Le temps d'un film, le dernier film documentaire de Laurence Attali est d'un genre très singulier. La réalisatrice citoyenne du monde et sénégalaise d'adoption a choisi cette fois de dévoiler ce qui se passe avant un film, ce qui précède un tournage, ce que les spectateurs n'auraient jamais dû voir.

La face cachée d'un film, pas ses coulisses genre making-off, mais ce qu'un film aurait pu être et qu'il n'est pas totalement. Sur une histoire qui prend forme et qui se confronte à la réalité...
L'inspiration qui est très frivole peut venir de toute circonstance particulière qui titille la bosse sensible d'un réalisateur. Laurence Attali a signé une trilogie qu'elle nomme Les Amours. Elle comprend ses réalisations : Même le vent..., Baobab et Le Déchaussé. C'est ce dernier court-métrage qui est passé au crible mais sous un angle particulier : sa genèse. Au début du Déchaussé était... un concert de Tom Waits au Rex à Paris en 2001. Laurence Attali était en train de monter, Baobab, le deuxième volet de sa trilogie. Le concert de Waits fut une bouffée d'air prise, qu'elle était, dans la spirale quasi mystique des baobabs ; ces arbres typiques qui défient le temps et nous impressionnent aussi bien par leur silhouette imposante que par leurs formes non imposées. Tom Waits fut comme par révélation, un personnage clé de ce film sur le lévirat. Mais il ne fut que le début d'une histoire. Car Tom Waits/ Booz sera au final Cheikh Lô, le talentueux musicien sénégalais. Et le film qui devait initialement se tourner à Venise cherchera site à Paris ; mais c'est finalement à Saint-Louis vieille ville au nord du Sénégal que ses décors seront campés. Ainsi devient un film. Un film qui gomme des lieux avant de se trouver un cadre. Un film qui comme un livre ouvert sur plusieurs personnages, passe sur des personnalités avant de s'arrêter sur des noms. Maylis Guiard-Schmid, Cheikh Lô, Oumou Sy, Claudine Attali, Amadou Doukouré, Mamadou Diongue, (saxophoniste dans l'orchestre des 120 cuivres des Forces Armées du Sénégal)... Pourtant ils étaient nombreux à être passés à la trappe à cause d'un petit détail à un moment précis. Car quand on pétrit le pain, il faut libérer la pâte de ses bulles d'air par un travail méticuleux. Cette image est forte dans ce film qui nous dépeint en 52 minutes ce qu'un film n'est pas et qui revient sur tous ces gens qui joueront dans un autre film genre Le temps d'un film. Le temps d'un film, l'on réalise aussi la formidable capacité de manipulation de ce médium qui, juste avec un bon montage, fait passer, par exemple, les images d'archives sur Tom Waits comme des pièces filmées par la réalisatrice, donne pour vrai une fiction. Et pour rehausser le charme, le dessin un peu animé intégré dans le découpage ajoute une note de fraîcheur qui ne nous distrait pas par rapport au fil levé.

● ● ● ● ● ● ●

Exercices:
A. Répondez brièvement à ces questions sur l'article consacré au documentaire Le temps d'un film :
(i) Quels films composent la trilogie Les Amours ?
(ii) Où et en quelle année a eu lieu le concert de Tom Waits ?
(iii) Combien de minutes dure le documentaire ?
B. Poursuivez l'article consacré au documentaire Le temps d'un film à partir de sa dernière phrase.
Les entrées qui suivent proviennent d'une autre source.

Entrées de la collection:

● ● ● ● ● ● ●

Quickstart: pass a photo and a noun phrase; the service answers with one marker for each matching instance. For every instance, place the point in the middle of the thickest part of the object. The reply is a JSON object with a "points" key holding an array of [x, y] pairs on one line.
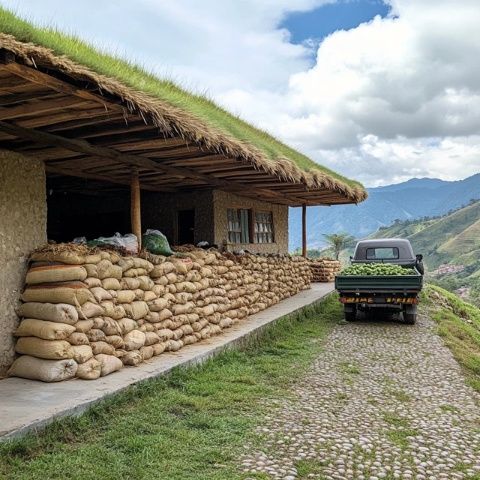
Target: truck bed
{"points": [[379, 283]]}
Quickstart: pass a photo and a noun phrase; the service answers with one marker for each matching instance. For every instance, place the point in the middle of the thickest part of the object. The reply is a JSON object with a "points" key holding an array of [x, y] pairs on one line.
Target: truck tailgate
{"points": [[379, 283]]}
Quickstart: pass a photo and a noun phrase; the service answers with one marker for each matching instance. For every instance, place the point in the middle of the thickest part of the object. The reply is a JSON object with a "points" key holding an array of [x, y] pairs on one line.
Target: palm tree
{"points": [[338, 241]]}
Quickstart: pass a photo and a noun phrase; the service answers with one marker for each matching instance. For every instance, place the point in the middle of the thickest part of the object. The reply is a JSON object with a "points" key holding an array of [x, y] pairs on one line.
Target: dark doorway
{"points": [[186, 226], [85, 208]]}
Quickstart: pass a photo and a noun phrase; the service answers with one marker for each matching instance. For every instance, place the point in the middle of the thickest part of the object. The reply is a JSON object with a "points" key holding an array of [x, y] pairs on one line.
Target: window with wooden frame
{"points": [[238, 225], [263, 231]]}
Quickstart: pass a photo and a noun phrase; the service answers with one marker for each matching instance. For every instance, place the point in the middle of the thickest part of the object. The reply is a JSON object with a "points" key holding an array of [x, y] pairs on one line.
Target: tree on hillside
{"points": [[339, 241]]}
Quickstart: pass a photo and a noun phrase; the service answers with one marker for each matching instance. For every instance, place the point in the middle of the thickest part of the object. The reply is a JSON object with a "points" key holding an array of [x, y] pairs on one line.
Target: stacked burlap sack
{"points": [[87, 312], [324, 269]]}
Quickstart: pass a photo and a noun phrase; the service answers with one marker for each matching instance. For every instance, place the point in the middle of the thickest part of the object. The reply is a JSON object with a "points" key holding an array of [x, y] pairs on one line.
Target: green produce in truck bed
{"points": [[377, 269], [385, 276]]}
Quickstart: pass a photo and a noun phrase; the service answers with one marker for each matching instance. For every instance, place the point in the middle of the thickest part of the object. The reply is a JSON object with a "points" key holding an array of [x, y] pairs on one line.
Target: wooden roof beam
{"points": [[133, 160]]}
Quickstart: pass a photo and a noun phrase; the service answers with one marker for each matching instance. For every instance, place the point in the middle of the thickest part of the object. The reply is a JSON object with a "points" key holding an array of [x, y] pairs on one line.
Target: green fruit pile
{"points": [[377, 269]]}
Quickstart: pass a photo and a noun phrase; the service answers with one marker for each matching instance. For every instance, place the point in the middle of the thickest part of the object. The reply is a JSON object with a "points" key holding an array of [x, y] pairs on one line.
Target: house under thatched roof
{"points": [[89, 115]]}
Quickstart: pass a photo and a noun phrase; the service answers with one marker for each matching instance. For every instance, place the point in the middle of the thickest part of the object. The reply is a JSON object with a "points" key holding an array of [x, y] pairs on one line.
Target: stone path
{"points": [[384, 401]]}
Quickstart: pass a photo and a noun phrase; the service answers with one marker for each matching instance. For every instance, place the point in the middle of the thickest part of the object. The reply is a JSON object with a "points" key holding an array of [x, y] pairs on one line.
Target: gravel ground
{"points": [[384, 401]]}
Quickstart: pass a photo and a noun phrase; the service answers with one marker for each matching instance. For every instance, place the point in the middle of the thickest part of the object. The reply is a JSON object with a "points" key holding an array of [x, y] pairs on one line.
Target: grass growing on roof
{"points": [[191, 424], [140, 79]]}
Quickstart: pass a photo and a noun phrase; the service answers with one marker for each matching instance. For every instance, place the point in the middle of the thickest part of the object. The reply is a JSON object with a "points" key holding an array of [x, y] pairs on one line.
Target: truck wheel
{"points": [[350, 314], [410, 315]]}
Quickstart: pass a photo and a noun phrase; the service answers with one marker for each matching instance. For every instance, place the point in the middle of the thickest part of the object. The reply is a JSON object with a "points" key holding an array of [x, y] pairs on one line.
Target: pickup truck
{"points": [[388, 293]]}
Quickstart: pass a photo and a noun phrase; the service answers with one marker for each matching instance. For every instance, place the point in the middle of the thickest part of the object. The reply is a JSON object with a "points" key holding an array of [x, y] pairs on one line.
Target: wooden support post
{"points": [[304, 230], [135, 208]]}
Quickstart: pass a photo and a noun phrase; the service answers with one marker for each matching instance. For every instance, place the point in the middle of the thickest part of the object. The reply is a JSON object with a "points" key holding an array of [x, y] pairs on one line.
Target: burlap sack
{"points": [[129, 283], [146, 352], [111, 326], [83, 326], [165, 334], [100, 294], [115, 340], [132, 358], [78, 338], [95, 335], [102, 348], [90, 370], [73, 293], [82, 353], [127, 325], [109, 364], [48, 349], [44, 370], [146, 283], [111, 283], [44, 329], [125, 296], [162, 269], [90, 310], [59, 312], [71, 258], [151, 338], [136, 310], [149, 296], [174, 345], [55, 273], [158, 305], [159, 348], [114, 311], [134, 340], [92, 282]]}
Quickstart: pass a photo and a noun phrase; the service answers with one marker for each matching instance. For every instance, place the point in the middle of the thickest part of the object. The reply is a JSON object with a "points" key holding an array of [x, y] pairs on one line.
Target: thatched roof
{"points": [[174, 111]]}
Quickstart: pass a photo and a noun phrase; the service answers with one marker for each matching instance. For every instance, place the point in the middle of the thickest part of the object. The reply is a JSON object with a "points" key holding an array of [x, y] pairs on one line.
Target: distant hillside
{"points": [[452, 240], [414, 199]]}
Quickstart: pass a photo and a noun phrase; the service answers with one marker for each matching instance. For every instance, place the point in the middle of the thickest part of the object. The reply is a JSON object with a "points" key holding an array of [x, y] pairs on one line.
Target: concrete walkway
{"points": [[28, 405]]}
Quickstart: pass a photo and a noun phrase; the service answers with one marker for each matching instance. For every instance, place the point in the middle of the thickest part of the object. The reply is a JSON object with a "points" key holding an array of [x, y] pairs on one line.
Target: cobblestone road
{"points": [[384, 401]]}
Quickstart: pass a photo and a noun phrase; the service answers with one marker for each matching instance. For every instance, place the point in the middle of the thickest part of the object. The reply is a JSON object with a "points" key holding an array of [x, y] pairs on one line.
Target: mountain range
{"points": [[414, 199]]}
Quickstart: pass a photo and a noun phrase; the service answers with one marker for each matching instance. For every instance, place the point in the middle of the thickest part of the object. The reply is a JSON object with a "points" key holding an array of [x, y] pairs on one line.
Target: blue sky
{"points": [[320, 22], [378, 93]]}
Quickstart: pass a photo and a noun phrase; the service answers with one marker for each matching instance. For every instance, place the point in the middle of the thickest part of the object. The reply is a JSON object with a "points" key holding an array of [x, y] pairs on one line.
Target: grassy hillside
{"points": [[459, 325], [453, 239]]}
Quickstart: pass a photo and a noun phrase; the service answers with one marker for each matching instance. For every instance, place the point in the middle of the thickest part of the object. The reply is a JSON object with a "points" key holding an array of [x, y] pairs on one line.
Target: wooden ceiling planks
{"points": [[79, 133]]}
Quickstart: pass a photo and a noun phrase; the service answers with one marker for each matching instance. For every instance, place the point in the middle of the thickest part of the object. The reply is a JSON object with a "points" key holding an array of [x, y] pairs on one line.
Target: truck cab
{"points": [[391, 293]]}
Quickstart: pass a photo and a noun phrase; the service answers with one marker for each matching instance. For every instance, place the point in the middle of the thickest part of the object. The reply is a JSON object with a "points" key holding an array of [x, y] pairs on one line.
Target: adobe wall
{"points": [[224, 200], [160, 212], [23, 218]]}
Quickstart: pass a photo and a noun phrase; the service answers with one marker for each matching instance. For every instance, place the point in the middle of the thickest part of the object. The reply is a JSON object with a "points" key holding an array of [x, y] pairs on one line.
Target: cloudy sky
{"points": [[381, 91]]}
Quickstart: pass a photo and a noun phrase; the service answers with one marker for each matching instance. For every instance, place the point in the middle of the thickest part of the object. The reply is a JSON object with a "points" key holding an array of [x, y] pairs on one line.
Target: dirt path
{"points": [[384, 401]]}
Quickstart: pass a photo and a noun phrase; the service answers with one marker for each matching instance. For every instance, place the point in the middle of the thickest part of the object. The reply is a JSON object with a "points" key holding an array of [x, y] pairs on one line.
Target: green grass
{"points": [[191, 424], [141, 79], [459, 325]]}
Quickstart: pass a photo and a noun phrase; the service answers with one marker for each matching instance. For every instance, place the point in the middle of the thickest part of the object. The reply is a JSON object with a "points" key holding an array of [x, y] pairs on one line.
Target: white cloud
{"points": [[391, 99]]}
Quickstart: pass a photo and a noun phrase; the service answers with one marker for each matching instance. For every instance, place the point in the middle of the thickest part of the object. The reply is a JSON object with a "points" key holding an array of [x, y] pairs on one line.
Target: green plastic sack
{"points": [[156, 242]]}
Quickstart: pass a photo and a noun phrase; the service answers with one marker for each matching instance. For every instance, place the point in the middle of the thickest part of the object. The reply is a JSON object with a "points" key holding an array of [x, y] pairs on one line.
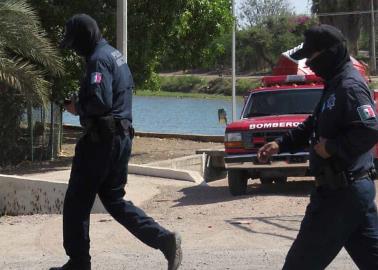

● ● ● ● ● ● ●

Corrigé des exercices:
A.
(i) Même le vent..., Baobab et Le Déchaussé.
(ii) Au Rex, à Paris, en 2001.
(iii) 52 minutes.

B.
Placé sous le label documentaire de création, Attali nous propose ici une réflexion filmée sur la création. En passant, elle dévoile des clés de son travail avec une générosité certaine. Aussi, comprenons-nous donc que cette réalisation soit un plus pour sa trilogie déjà nommée. Car elle compte l'éditer avec l'Institut national de l'audiovisuel (INA) en Dvd pour la Saint-Valentin prochaine avec probablement un bonus sur Tom Waits, le bluesman désaxé. Bonne idée pour amoureux qui n'ont pas définitivement perdus la tête...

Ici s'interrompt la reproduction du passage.